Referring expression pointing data
▬▬▬▬▬▬▬▬▬▬
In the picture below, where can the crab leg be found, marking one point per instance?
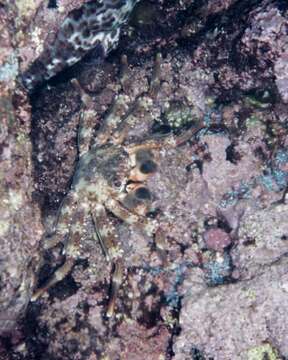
(87, 119)
(70, 250)
(105, 233)
(128, 217)
(63, 222)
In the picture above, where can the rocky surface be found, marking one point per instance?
(218, 267)
(20, 220)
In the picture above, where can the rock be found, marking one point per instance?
(216, 239)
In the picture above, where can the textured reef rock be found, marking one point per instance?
(213, 284)
(20, 220)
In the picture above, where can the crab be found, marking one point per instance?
(110, 177)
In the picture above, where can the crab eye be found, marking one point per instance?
(143, 155)
(148, 167)
(142, 193)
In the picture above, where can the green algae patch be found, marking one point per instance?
(261, 352)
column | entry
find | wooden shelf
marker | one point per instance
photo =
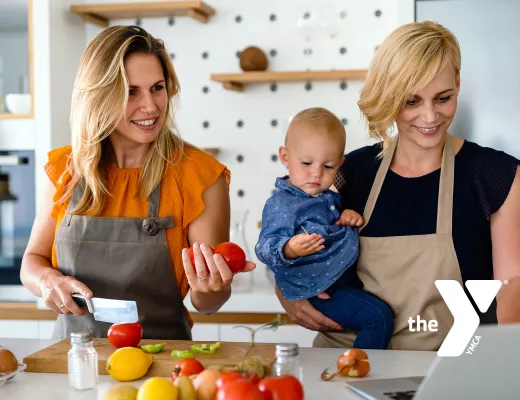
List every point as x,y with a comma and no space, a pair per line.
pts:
101,14
236,82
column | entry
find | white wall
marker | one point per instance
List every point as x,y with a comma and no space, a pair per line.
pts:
14,61
360,32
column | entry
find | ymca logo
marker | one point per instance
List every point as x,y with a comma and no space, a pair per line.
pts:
466,320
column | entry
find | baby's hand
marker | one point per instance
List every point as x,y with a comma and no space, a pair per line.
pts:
350,218
303,245
323,296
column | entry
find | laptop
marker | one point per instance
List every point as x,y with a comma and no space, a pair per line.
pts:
492,371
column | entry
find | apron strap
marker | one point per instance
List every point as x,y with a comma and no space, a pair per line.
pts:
153,202
76,197
378,182
445,200
447,178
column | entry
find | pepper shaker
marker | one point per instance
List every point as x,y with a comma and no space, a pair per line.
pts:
82,361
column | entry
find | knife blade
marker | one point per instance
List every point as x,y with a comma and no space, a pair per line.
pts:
109,310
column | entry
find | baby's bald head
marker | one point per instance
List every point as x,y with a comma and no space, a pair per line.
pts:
318,121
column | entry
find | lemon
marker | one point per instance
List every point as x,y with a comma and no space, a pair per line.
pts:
128,364
121,392
157,389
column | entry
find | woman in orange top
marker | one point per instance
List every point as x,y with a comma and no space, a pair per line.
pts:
127,198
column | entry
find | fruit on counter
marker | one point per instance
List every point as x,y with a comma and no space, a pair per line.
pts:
8,361
182,354
125,335
205,348
187,367
157,389
153,348
128,364
185,387
205,384
353,362
240,390
233,254
232,376
121,392
285,387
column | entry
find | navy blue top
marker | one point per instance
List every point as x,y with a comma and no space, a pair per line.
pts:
284,214
408,206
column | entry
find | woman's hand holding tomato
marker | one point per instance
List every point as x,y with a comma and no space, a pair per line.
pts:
125,335
208,271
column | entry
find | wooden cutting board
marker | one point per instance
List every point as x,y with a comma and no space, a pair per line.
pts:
53,359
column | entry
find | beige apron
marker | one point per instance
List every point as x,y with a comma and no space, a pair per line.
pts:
▬▬▬▬▬▬▬▬▬▬
EXERCISE GOAL
An exact copy of the entries above is required; pictures are not part of it.

WRITTEN RESPONSE
In the picture below, where can the crab leg be found, marking one point per instance?
(87, 119)
(70, 250)
(105, 233)
(128, 217)
(63, 222)
In the picture above, where can the rocky surface be found, marking one point per instance?
(218, 267)
(20, 220)
In the picture above, where can the rock be found, marking one point per instance?
(216, 239)
In the picture above, where can the textured reef rock be found, marking one point per instance?
(213, 284)
(20, 220)
In the picture above, where can the crab be found, marking one point per instance?
(110, 177)
In the picture above, where can the crab eye be found, marking one point per instance?
(143, 155)
(148, 167)
(142, 193)
In the picture above, where can the green algae patch be found, marking one point per instance?
(261, 352)
column | entry
find | wooden shelf
marker | one point per instance
photo =
List every point as x,y with a comma and no space, a pair per line.
pts:
101,14
236,82
column | entry
find | white wall
marker | one point per instance
List every point as x,y with a comma and no space, a pair per line.
pts:
14,61
360,32
column | entry
find | ymca logo
marker | one point per instance
List every point as x,y with a comma and no space, a pair per line.
pts:
466,320
column | entry
find | baby's hand
marker | one point per instance
List every point as x,y with a comma and no space, a pair per line.
pts:
350,218
303,245
323,296
column | entry
find | laptop
marker | one point per instance
List every point as x,y with a comma and no space, a pair per line.
pts:
492,371
column | entry
find | apron strap
marker | one point per instance
List every point as x,y with a comma and no space, a pair per line.
pts:
153,202
76,197
378,182
445,200
447,178
column | entry
find | pepper shaker
marker | one point per instance
List every point as x,y with a comma and no space, a pair per line.
pts:
82,361
column | entry
find | knife blade
marker | one point per instance
List every point as x,y with a comma and no space, a pair per line.
pts:
109,310
column | entry
find | baby's bald head
marker | one point per instance
List every point as x,y with a comma and no space, a pair per line.
pts:
318,121
column | entry
find | lemon
marker | one point per instance
List every point as x,y with a comma and no space, a pair per line.
pts:
128,364
121,392
157,389
column | entry
find | woman in orange top
marker | one point per instance
List every point as x,y with a comma and no space, a pair per line.
pts:
127,198
column | entry
find | fruit on counter
marker | one point per instance
List every point as x,y with a comma and no space, a pair per line.
pts:
8,361
182,354
125,335
205,348
187,367
157,389
153,348
128,364
185,387
205,384
353,362
240,390
233,254
232,376
121,392
285,387
column | entry
find | navy blue top
marker | one point per instance
List every point as x,y with a comma and no space, a pair per line.
pts:
284,214
408,206
column | entry
find | woman's hand holding tomato
marker | one point per instance
List every point as x,y with a comma and no space, a pair per line.
pts:
125,335
208,271
column | entry
find | wooden cutting board
marker | one point per instance
List every point as x,y with a comma and no space, a pair per line.
pts:
53,359
column | entry
find | beige apron
marker | one point per instance
List every point as x,y with a comma and no space, a pair per line.
pts:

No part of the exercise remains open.